- Task to complete
Lines from the one containing "Annotation task — locate each instance of the blue police" through the end of the data are to be returned exactly, and no others.

###

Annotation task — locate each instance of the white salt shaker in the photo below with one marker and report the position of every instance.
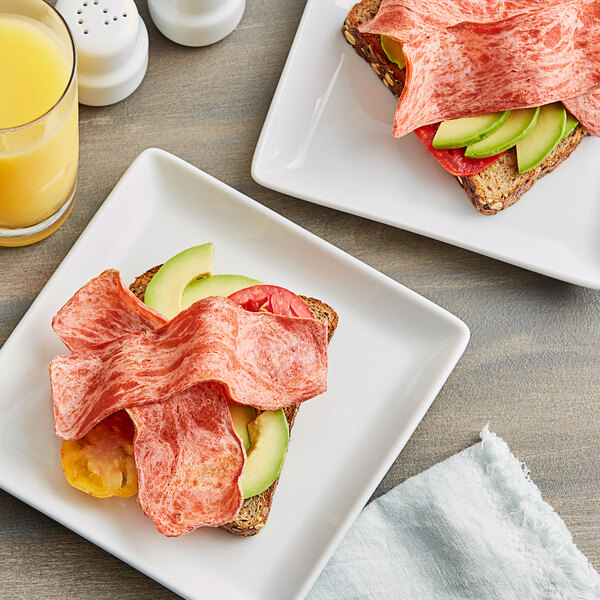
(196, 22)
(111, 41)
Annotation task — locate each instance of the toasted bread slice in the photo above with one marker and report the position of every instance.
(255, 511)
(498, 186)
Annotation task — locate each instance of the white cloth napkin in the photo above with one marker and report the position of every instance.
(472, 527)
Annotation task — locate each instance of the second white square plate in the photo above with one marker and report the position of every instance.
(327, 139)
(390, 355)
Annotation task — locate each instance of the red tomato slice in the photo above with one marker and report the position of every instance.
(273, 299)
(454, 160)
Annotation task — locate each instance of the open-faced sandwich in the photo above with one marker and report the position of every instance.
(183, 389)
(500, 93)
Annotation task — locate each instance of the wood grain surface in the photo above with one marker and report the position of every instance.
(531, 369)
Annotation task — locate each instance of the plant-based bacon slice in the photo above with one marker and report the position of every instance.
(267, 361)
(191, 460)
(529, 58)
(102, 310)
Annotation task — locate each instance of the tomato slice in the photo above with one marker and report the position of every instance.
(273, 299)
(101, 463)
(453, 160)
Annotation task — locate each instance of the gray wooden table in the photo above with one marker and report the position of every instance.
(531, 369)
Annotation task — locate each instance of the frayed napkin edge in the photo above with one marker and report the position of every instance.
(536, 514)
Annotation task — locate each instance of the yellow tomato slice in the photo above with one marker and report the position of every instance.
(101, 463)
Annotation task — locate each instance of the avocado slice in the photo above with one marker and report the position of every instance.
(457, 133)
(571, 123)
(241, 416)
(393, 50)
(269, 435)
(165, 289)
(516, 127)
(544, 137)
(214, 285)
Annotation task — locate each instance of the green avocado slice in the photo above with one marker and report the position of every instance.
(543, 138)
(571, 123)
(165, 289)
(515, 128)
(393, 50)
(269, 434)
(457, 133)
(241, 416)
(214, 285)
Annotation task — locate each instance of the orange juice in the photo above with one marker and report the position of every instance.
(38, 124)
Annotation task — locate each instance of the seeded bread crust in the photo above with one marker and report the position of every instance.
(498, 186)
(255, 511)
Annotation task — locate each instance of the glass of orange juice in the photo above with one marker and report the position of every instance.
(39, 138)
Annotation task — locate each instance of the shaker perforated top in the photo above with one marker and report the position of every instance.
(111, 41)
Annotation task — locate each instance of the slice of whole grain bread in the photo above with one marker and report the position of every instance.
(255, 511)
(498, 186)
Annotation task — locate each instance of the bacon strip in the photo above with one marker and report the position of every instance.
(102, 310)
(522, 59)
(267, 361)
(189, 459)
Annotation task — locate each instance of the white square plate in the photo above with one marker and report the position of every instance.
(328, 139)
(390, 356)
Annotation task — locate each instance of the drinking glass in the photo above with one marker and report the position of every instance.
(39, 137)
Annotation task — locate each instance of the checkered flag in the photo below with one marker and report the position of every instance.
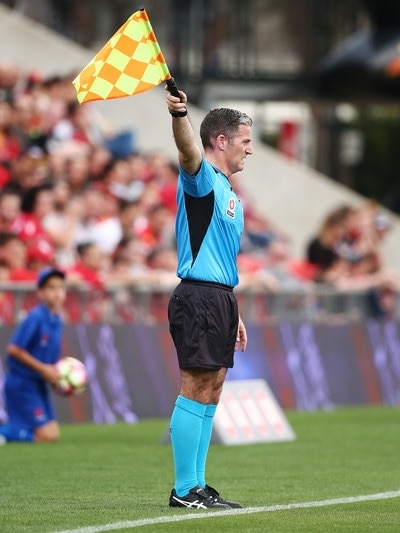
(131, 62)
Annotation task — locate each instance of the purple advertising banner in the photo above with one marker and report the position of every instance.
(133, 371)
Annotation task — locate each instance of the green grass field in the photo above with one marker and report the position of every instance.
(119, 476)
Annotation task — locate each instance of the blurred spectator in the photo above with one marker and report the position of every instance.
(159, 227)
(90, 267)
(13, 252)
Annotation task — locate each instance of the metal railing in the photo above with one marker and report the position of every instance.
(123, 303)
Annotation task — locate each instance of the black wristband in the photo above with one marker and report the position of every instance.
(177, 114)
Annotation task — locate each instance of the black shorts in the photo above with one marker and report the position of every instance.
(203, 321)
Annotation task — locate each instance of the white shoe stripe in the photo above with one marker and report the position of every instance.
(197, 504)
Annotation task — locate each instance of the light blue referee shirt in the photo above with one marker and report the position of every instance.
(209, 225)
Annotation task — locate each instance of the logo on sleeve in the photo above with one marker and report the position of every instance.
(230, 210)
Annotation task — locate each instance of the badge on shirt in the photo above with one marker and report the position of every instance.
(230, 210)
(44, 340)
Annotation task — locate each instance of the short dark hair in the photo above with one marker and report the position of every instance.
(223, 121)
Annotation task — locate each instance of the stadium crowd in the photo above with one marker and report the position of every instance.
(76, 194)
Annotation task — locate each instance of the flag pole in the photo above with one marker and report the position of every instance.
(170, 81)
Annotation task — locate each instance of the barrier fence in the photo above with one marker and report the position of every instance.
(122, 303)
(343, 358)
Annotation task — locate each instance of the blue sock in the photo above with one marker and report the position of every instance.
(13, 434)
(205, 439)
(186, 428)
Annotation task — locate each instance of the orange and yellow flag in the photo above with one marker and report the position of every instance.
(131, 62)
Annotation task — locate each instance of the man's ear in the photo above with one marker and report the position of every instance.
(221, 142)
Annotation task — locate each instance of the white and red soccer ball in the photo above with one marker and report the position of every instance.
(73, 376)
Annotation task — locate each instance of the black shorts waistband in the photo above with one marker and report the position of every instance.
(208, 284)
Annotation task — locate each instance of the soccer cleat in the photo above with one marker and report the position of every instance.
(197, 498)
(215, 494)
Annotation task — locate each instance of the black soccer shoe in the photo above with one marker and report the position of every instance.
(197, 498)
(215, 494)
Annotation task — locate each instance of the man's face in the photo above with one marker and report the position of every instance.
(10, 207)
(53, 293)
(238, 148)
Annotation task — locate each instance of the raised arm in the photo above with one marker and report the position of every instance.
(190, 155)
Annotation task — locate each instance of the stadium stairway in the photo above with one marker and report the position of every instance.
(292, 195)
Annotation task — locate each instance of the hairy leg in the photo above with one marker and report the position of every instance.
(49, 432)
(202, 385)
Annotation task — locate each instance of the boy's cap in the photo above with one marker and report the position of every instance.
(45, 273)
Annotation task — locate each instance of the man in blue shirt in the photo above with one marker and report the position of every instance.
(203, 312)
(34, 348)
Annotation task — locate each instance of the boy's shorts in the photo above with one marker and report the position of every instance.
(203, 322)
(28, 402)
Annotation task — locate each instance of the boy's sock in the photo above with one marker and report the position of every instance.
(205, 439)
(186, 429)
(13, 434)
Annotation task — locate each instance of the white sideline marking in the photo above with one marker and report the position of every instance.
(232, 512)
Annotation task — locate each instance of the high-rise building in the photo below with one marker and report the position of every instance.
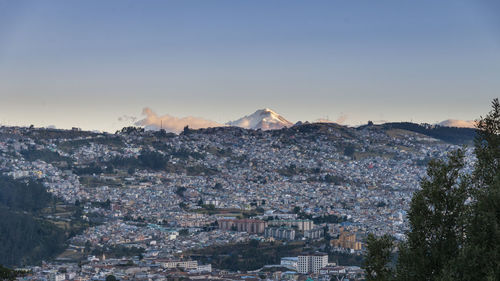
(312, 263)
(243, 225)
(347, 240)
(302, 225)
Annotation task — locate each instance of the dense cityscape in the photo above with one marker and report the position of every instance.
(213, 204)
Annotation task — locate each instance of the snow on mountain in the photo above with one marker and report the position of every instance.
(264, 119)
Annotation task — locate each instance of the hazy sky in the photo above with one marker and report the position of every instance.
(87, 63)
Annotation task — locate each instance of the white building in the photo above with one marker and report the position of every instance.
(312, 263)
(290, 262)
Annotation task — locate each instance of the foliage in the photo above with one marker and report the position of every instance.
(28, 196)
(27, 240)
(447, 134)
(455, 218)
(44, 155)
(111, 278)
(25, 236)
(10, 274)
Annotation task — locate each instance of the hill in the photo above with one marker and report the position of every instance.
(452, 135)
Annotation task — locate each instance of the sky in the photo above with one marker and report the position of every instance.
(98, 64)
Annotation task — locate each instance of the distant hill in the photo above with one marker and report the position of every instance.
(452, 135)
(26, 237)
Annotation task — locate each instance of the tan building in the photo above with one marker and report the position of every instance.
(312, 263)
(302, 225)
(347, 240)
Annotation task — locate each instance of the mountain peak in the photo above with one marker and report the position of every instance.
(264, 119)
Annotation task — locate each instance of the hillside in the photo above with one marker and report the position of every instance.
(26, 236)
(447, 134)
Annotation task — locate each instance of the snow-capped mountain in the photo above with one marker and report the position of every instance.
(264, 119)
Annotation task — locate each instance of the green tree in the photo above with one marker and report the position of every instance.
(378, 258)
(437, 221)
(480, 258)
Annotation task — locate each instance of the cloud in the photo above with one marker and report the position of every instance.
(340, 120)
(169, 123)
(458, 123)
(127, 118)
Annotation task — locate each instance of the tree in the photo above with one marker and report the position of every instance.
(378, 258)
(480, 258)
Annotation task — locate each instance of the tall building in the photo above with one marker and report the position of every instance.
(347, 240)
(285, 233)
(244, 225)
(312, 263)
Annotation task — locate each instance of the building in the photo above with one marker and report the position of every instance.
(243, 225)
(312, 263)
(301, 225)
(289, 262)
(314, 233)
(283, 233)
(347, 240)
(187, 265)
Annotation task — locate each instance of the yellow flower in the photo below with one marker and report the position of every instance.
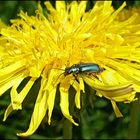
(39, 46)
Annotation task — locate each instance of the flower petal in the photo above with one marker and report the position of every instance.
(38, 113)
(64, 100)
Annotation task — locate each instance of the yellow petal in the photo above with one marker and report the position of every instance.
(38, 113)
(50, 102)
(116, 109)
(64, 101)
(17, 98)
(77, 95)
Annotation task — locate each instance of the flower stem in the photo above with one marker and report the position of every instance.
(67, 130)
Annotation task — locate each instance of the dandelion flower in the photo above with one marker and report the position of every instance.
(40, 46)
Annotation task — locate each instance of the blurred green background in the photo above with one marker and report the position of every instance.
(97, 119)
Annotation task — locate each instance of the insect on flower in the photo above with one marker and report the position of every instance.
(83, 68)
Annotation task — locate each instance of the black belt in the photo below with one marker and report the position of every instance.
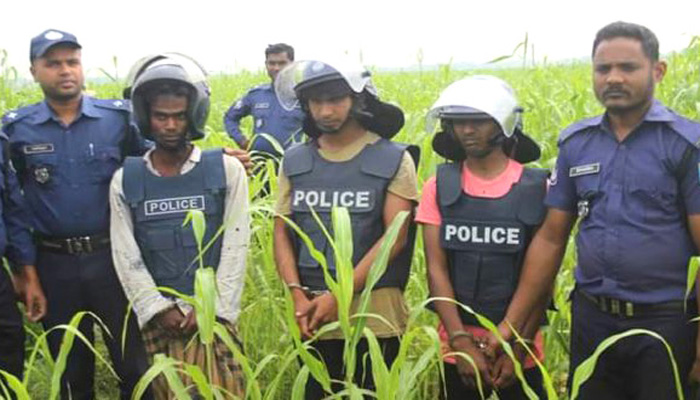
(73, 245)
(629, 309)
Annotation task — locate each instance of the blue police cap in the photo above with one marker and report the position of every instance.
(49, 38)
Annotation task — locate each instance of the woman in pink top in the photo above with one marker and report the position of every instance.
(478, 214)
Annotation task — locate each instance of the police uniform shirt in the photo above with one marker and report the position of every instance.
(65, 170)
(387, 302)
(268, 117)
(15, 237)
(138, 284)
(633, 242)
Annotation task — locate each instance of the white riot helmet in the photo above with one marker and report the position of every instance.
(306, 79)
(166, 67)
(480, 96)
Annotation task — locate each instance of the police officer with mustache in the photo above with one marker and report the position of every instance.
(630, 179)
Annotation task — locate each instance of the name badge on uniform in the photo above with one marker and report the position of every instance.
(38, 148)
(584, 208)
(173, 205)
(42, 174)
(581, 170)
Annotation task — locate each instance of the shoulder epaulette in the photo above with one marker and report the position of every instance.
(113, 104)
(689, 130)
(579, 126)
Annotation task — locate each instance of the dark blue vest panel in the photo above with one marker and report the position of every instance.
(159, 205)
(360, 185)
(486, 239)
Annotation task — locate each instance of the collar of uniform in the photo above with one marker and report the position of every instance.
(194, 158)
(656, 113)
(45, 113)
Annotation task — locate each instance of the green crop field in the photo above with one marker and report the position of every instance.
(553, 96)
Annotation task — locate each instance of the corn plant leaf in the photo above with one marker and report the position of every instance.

###

- Response for this exercise
Annotation task — locate each instance of the blue police cap in the photo above with one marker and report the position of every instance.
(49, 38)
Annotation task — locate each instance of the woman in pink top in the photo above with one marker and report the position of every instance.
(478, 214)
Annotation task — locate each instance of the police uniform shirt in the photo above with one marker and report the position of every instance.
(65, 170)
(387, 302)
(268, 117)
(15, 237)
(138, 284)
(633, 242)
Annotation task — locate each instance of the white riot helmet in the photo above with one marker and report the position of every instance.
(306, 79)
(166, 67)
(480, 96)
Annotation task — locate each instance of the police officer with mustache in the photo above with one marker and report the position of every instance.
(630, 179)
Annotation task — locate each instance of the name badge on uniform in the photo above with one marker and report the position of every instance.
(38, 148)
(584, 208)
(173, 205)
(42, 174)
(581, 170)
Annotation task — locate each instance of the shoulder epaulette in the photo above with one marker and report the position of every instance.
(113, 104)
(689, 130)
(579, 126)
Annotation task — locate each instance of the dark blue vest panel in the photo above with one marker and report the position of every instance.
(159, 205)
(360, 185)
(486, 239)
Annotation task — locate each instance of the collar of uniform in the photo above with one marker and report the position of every instance.
(194, 158)
(656, 113)
(45, 113)
Annotation task — locate each instance of the green crop field in the photo above with one marker and report the position of every instance.
(553, 96)
Annotation task — locate each instance of the corn plant leaf in the photo above with one marker and report the position of every instance.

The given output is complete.